» EXERCISE REQUIREMENTS: Every line in the entries where "blue" is found should be copied.

(RECORDS SHOWN)

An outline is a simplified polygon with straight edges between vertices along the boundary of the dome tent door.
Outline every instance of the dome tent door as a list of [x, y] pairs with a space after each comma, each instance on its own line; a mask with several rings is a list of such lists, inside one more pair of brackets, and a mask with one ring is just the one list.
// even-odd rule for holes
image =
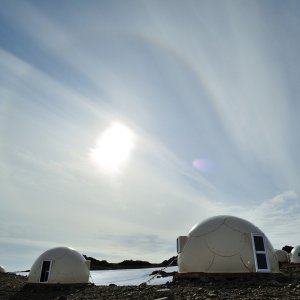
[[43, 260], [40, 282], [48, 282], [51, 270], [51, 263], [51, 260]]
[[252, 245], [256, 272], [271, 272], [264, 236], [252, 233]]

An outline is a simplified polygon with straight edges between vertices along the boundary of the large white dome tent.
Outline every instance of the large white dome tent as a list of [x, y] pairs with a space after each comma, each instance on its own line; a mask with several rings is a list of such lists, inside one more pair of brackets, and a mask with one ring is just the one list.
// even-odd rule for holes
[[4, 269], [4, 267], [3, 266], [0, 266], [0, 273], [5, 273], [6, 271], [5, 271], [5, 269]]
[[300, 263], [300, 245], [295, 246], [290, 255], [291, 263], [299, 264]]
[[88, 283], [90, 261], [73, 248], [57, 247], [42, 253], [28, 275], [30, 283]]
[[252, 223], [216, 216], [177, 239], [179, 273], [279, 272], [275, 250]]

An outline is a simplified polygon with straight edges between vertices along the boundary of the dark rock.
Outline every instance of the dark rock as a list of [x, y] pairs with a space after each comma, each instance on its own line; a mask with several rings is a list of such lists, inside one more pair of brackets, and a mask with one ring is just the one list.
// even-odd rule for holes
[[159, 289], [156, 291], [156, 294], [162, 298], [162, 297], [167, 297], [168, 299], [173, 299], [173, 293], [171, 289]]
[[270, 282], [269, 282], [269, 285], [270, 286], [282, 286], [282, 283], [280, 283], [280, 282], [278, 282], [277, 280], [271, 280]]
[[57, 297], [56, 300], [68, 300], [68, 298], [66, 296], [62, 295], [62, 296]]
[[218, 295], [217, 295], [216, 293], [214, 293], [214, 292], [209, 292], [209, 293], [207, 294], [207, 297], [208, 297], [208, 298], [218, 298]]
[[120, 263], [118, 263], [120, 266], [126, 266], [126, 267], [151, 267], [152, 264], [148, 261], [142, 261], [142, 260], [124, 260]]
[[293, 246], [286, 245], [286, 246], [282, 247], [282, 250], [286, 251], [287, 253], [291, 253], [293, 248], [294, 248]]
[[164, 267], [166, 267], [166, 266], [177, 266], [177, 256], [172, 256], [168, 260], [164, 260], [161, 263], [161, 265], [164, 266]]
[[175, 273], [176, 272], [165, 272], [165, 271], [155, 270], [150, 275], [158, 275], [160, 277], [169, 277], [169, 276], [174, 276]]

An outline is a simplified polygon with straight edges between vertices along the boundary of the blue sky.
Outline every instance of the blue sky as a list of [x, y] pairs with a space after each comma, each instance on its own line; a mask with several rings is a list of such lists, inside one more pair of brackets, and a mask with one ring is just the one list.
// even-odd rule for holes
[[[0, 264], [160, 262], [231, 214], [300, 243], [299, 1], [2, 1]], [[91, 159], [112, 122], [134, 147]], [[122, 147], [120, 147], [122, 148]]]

(End RECORDS SHOWN)

» EXPECTED OUTPUT:
An outline is a simplified polygon with straight edges between vertices along the boundary of the blue sky.
Outline every instance of the blue sky as a list of [x, y] pairs with a space after each comma, each instance on its own line; a mask with several rings is a list of such lists, inside one more pair of brackets, and a mask with one ring is just the one list.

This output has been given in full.